Recorded data
────────────────

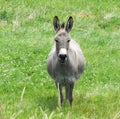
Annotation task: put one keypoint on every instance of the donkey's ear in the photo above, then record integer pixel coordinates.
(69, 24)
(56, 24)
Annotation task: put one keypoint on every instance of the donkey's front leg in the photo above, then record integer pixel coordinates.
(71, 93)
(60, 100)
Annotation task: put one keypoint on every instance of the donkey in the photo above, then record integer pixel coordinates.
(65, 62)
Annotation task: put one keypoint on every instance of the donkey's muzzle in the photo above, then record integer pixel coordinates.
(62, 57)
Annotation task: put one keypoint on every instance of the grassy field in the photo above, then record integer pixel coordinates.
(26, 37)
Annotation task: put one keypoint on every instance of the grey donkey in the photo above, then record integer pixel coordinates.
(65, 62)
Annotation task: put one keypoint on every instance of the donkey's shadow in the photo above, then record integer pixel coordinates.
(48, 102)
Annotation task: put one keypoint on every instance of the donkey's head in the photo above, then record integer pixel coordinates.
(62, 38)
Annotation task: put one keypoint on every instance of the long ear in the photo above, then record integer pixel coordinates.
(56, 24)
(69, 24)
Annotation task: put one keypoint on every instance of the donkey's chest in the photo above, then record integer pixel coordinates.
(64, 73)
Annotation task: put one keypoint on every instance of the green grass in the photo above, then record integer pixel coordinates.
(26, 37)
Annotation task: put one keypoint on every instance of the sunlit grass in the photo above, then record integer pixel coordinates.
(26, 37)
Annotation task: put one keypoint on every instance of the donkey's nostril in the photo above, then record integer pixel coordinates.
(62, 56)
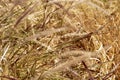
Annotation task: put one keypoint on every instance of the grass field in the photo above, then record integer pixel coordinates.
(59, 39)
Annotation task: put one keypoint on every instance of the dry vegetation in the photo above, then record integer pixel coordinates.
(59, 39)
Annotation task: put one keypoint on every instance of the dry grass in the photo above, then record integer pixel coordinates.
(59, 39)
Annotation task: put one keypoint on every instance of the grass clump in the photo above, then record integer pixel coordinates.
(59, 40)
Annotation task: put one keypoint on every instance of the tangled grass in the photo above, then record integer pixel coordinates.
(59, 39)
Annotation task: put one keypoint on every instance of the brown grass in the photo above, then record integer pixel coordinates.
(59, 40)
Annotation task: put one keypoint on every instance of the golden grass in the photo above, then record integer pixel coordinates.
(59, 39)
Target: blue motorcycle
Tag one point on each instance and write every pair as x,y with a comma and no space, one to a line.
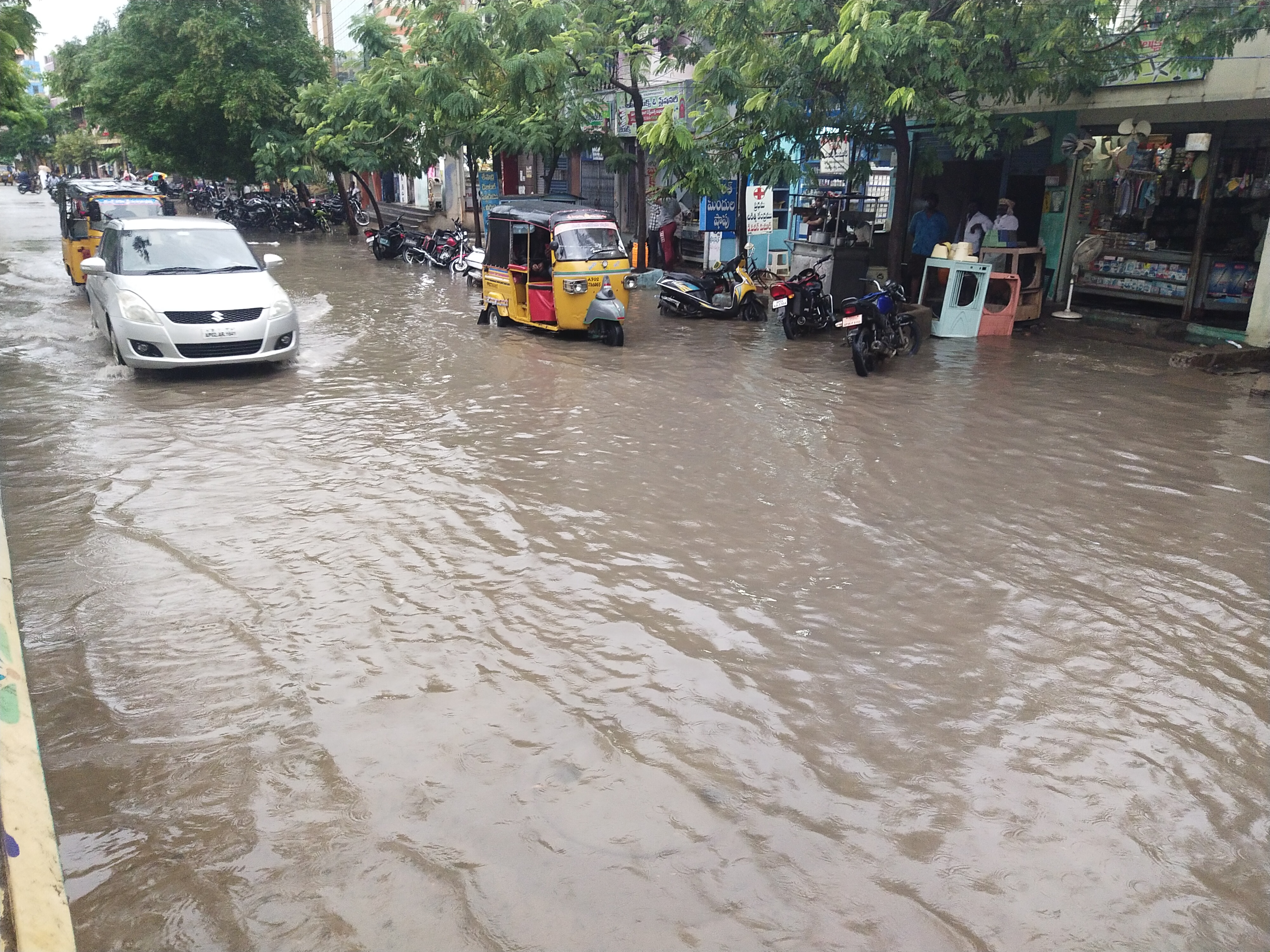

────────────────

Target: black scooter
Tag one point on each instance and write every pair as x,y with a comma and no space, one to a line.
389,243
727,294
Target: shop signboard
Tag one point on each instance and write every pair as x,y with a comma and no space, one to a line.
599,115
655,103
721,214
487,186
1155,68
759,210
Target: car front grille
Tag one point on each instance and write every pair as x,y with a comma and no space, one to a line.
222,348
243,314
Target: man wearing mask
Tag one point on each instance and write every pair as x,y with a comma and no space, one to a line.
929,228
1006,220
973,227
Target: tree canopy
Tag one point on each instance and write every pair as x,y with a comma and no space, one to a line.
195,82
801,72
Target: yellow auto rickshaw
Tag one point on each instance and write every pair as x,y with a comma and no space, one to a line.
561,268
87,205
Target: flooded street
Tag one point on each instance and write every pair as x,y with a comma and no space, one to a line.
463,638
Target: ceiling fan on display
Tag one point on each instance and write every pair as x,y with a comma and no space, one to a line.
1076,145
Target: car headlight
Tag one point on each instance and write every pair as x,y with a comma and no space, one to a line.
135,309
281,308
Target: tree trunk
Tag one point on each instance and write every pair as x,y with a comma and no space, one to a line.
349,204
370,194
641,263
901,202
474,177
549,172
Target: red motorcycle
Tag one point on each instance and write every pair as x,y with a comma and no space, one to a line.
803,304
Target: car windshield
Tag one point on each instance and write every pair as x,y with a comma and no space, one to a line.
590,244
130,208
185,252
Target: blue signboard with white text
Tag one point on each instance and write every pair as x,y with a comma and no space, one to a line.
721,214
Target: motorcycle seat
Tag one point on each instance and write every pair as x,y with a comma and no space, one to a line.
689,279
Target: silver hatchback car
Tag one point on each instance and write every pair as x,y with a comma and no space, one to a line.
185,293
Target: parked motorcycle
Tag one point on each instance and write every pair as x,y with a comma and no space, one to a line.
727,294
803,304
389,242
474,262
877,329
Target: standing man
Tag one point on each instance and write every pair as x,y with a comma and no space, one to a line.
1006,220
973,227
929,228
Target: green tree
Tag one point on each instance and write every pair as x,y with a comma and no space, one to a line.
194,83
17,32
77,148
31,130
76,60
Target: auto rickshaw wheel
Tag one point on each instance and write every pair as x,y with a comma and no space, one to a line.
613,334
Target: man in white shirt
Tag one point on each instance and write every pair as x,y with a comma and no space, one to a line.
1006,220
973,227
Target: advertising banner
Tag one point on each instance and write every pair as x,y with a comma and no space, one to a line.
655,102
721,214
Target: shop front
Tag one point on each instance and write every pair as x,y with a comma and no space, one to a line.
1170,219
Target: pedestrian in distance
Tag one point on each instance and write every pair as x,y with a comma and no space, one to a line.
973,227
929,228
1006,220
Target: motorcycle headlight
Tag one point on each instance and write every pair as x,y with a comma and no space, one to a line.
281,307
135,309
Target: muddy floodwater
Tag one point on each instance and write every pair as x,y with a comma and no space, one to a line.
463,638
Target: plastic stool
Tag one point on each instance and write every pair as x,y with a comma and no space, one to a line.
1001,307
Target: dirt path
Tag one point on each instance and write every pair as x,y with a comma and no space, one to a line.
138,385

────────────────

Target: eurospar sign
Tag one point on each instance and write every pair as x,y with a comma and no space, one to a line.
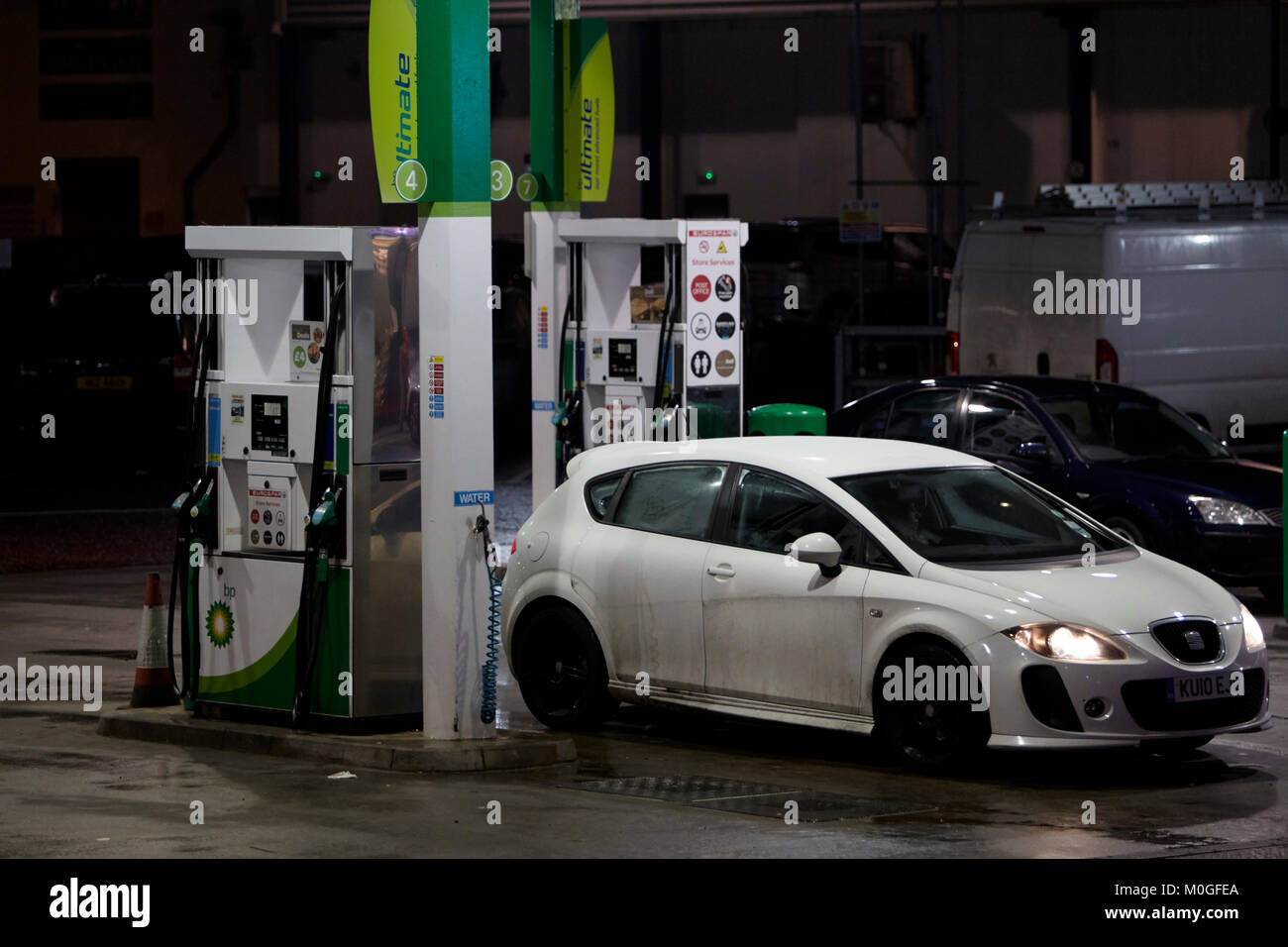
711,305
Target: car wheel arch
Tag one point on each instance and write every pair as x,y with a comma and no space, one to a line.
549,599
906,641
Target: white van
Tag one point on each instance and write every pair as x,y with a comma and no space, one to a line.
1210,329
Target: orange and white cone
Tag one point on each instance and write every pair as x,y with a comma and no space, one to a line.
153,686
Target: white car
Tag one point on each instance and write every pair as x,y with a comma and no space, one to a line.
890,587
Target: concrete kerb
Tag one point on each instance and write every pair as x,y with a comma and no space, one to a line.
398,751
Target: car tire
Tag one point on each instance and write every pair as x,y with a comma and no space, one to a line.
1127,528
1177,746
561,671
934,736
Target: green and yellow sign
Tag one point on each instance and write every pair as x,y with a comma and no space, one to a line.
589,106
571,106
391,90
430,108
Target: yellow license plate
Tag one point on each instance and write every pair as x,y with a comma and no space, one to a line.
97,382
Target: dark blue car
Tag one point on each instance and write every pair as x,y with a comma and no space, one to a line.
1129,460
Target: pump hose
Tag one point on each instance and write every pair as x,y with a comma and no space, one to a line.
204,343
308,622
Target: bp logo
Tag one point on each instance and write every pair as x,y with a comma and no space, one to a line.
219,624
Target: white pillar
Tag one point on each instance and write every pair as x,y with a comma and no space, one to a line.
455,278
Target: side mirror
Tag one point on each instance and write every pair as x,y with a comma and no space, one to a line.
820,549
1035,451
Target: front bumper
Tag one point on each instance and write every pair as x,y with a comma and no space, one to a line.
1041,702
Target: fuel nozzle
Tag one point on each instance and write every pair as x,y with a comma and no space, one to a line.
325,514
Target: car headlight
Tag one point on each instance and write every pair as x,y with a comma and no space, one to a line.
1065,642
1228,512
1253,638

────────────────

**WHAT THIS TASK INVOLVES**
Pull out every line holding "auto" from the records above, and copy it.

**YOUR RESPONSE**
Target: yellow auto rickshaw
Target: auto rickshaw wheel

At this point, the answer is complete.